(Items listed in a dataset)
-=-=-
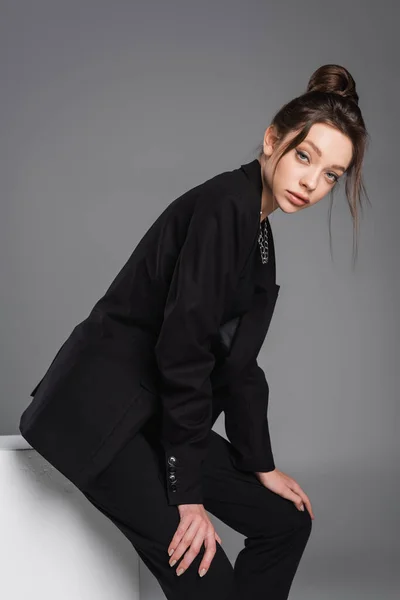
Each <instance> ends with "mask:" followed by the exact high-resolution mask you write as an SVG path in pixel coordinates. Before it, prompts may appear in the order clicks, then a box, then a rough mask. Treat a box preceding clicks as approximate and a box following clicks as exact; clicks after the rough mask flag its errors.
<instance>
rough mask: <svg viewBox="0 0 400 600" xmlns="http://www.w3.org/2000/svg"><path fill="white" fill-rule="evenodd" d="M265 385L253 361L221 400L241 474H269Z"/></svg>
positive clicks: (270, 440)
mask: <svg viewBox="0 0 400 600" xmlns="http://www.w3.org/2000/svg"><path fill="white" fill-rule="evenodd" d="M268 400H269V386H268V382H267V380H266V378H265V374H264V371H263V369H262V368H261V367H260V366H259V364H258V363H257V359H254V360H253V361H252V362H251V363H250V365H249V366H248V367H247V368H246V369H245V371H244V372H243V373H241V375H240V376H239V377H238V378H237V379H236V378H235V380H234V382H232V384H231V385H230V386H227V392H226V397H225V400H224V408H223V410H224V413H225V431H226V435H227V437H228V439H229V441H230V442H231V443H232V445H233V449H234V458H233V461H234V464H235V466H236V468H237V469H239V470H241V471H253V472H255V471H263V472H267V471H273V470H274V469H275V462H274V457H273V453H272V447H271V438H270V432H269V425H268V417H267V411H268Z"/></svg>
-=-=-
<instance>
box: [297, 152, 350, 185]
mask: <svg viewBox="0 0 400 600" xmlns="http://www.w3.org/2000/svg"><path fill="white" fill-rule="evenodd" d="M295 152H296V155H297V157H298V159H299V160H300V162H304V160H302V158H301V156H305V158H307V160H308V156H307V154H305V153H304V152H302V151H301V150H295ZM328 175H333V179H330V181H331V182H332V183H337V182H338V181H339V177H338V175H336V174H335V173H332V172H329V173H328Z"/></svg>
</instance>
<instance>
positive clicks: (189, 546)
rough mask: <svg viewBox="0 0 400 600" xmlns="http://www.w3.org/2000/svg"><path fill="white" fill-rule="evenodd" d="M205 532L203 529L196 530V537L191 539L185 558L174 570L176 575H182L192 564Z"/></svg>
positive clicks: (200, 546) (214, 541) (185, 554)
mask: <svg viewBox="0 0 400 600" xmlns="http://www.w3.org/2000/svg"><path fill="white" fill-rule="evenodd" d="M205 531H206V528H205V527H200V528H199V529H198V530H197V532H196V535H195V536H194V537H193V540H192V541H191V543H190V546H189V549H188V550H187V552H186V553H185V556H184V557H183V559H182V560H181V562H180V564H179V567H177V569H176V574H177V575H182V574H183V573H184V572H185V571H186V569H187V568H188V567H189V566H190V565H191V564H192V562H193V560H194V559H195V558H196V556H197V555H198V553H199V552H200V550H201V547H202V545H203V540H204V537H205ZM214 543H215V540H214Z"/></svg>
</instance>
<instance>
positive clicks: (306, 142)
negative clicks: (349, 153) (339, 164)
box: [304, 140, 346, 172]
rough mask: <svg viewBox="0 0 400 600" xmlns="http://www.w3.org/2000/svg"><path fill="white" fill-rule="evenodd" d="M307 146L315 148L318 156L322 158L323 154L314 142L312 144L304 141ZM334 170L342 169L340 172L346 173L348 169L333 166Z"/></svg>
-=-=-
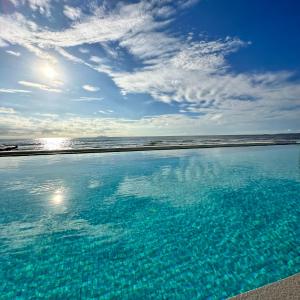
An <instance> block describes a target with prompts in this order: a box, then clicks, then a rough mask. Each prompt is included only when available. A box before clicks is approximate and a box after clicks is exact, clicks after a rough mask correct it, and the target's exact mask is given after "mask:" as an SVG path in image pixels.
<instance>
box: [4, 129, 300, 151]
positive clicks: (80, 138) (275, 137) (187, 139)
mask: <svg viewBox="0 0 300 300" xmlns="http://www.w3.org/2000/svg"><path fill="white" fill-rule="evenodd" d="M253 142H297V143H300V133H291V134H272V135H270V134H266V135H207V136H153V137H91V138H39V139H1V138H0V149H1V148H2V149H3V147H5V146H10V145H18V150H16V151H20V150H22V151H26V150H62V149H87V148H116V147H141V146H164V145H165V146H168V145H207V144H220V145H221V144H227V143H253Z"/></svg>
-=-=-
● What you should do
Using the data above, count the lines that hold the string "exact". Report the number and nothing else.

● Answer to this task
2